-- Text under study follows --

Tomlinson's second wife was actress Audrey Freeman (born 12 November 1931), whom he married on 17 May 1953, and the couple remained together for 47 years until his death. They had four sons.

Owing to the autism diagnosis of his third son, Willie, Tomlinson campaigned for early awareness of autism in the UK, using his connections to gain the help of friends in showbusiness, and raising a record amount of money from a television appeal, in the 1970s. He and his wife Audrey, among others, helped to found Somerset Court, the first residential home in Europe dedicated to adults with autism.

Tomlinson died peacefully in his sleep at King Edward VII's Hospital, Westminster, at 4 a.m. on 24 June 2000, after suffering a stroke. He was 83 years old. He was interred at his estate grounds in Mursley, Buckinghamshire. Tomlinson had joked that he wanted "actor of genius, irresistible to women" as an epitaph.

-- Text under study concluded --
-- Record excerpts follows --

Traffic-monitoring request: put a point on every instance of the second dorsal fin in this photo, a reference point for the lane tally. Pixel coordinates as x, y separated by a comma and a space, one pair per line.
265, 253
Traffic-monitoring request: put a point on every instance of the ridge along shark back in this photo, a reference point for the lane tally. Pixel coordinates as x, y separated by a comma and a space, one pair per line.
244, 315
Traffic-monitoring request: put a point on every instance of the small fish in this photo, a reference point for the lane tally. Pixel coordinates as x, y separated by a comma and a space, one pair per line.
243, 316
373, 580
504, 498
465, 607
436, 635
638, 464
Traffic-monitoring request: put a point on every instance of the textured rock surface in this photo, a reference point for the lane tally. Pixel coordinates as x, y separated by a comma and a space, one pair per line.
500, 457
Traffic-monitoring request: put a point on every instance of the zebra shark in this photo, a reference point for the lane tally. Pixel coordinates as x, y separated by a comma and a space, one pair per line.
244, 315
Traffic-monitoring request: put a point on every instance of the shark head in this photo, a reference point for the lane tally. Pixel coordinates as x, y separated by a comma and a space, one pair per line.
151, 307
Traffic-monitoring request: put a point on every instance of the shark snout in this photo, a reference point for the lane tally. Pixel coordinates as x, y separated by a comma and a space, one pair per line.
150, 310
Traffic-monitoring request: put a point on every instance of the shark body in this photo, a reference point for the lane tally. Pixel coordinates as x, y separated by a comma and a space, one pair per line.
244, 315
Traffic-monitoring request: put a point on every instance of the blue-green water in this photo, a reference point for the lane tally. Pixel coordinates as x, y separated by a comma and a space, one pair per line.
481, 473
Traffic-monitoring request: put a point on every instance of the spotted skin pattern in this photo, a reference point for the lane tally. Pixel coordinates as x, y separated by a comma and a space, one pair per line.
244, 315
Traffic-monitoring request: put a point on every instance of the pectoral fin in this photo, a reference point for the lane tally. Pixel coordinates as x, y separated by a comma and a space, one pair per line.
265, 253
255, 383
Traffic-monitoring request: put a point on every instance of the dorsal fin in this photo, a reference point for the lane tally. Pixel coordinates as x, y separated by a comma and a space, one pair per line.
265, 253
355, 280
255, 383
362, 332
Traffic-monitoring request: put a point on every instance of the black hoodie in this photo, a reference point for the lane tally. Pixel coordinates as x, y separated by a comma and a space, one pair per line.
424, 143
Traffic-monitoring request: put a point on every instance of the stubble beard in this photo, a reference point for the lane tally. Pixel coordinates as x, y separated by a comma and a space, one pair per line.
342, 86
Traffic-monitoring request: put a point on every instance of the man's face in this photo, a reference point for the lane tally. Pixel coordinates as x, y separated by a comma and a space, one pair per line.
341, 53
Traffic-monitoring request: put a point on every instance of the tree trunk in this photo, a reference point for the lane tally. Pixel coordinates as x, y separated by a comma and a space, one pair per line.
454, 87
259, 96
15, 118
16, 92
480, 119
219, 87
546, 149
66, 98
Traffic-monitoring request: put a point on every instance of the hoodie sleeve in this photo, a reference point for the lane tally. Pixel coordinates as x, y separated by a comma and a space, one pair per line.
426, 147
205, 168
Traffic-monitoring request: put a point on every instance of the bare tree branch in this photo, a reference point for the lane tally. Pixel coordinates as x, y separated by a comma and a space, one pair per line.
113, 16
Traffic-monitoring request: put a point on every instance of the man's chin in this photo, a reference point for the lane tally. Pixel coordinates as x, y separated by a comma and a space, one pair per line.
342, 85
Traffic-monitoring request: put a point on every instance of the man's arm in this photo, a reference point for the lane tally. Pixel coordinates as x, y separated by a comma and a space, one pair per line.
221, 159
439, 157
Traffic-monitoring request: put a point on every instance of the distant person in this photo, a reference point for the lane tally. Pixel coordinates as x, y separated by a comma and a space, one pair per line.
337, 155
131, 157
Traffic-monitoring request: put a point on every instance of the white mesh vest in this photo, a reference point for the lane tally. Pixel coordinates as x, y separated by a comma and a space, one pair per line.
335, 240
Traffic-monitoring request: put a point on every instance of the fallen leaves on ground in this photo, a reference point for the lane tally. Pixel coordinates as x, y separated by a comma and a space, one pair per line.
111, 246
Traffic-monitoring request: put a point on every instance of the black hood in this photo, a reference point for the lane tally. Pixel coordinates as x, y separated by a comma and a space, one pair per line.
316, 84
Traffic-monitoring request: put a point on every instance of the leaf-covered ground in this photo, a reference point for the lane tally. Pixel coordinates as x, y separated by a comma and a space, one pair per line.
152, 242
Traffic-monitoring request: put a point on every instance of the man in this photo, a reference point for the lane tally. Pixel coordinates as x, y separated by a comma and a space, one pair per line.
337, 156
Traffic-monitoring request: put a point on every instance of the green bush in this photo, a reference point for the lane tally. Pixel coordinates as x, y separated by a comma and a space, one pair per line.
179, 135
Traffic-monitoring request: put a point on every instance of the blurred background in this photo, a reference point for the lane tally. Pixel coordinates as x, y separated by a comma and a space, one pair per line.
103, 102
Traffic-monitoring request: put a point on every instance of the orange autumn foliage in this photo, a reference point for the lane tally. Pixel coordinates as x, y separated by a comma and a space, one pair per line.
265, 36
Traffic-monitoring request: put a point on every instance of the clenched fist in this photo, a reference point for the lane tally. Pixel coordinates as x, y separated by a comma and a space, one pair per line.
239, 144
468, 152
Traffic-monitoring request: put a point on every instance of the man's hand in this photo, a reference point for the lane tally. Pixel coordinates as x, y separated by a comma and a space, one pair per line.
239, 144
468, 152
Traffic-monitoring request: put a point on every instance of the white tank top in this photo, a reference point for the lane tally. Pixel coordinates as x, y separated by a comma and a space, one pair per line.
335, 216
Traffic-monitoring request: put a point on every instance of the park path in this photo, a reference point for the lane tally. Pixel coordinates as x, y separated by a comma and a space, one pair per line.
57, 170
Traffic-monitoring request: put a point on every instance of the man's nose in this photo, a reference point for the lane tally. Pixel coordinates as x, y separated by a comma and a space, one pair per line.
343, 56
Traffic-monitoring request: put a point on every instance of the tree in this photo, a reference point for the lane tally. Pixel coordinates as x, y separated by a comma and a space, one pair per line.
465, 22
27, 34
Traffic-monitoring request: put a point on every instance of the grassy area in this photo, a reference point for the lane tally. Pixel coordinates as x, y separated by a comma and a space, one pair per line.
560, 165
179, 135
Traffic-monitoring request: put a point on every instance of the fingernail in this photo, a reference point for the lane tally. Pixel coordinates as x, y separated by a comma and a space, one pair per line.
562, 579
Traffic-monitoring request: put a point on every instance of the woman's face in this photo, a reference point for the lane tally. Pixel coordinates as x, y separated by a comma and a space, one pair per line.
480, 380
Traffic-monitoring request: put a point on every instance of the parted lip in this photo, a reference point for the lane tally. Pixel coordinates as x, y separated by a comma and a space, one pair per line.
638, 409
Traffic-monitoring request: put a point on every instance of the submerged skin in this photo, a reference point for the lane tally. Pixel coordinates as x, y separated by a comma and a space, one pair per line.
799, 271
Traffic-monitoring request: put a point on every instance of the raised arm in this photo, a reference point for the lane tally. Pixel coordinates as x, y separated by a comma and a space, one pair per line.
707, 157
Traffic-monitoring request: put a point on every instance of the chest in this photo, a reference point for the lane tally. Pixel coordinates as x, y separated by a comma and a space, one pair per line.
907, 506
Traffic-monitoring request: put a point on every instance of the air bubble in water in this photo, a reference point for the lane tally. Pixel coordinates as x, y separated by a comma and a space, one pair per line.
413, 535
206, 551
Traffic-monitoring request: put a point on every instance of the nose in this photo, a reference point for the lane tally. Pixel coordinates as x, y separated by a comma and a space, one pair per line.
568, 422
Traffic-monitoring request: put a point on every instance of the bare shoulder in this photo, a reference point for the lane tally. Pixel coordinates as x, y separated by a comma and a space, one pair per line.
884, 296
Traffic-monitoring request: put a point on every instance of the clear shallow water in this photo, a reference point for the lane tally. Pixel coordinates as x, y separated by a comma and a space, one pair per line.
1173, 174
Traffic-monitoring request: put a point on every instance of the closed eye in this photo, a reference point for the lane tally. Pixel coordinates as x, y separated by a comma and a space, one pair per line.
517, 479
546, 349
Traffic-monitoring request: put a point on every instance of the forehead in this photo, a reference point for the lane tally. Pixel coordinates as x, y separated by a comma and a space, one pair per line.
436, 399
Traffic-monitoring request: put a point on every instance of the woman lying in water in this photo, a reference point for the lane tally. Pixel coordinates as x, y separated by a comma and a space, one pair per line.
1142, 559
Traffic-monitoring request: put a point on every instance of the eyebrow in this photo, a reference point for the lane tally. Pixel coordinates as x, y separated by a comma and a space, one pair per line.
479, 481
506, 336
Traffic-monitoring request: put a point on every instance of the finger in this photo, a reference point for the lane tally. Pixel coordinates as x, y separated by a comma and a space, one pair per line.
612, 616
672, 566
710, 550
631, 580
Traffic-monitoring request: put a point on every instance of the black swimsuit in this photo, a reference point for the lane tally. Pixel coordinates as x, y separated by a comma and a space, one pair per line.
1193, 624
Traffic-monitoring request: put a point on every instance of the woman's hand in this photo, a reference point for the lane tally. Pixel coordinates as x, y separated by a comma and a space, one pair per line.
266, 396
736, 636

-- Record excerpts concluded --

#### What is being asked:
Can you reproduce the Tomlinson passage word for word, between "Tomlinson died peacefully" and "as an epitaph.", inclusive?

#### Task output:
Tomlinson died peacefully in his sleep at King Edward VII's Hospital, Westminster, at 4 a.m. on 24 June 2000, after suffering a stroke. He was 83 years old. He was interred at his estate grounds in Mursley, Buckinghamshire. Tomlinson had joked that he wanted "actor of genius, irresistible to women" as an epitaph.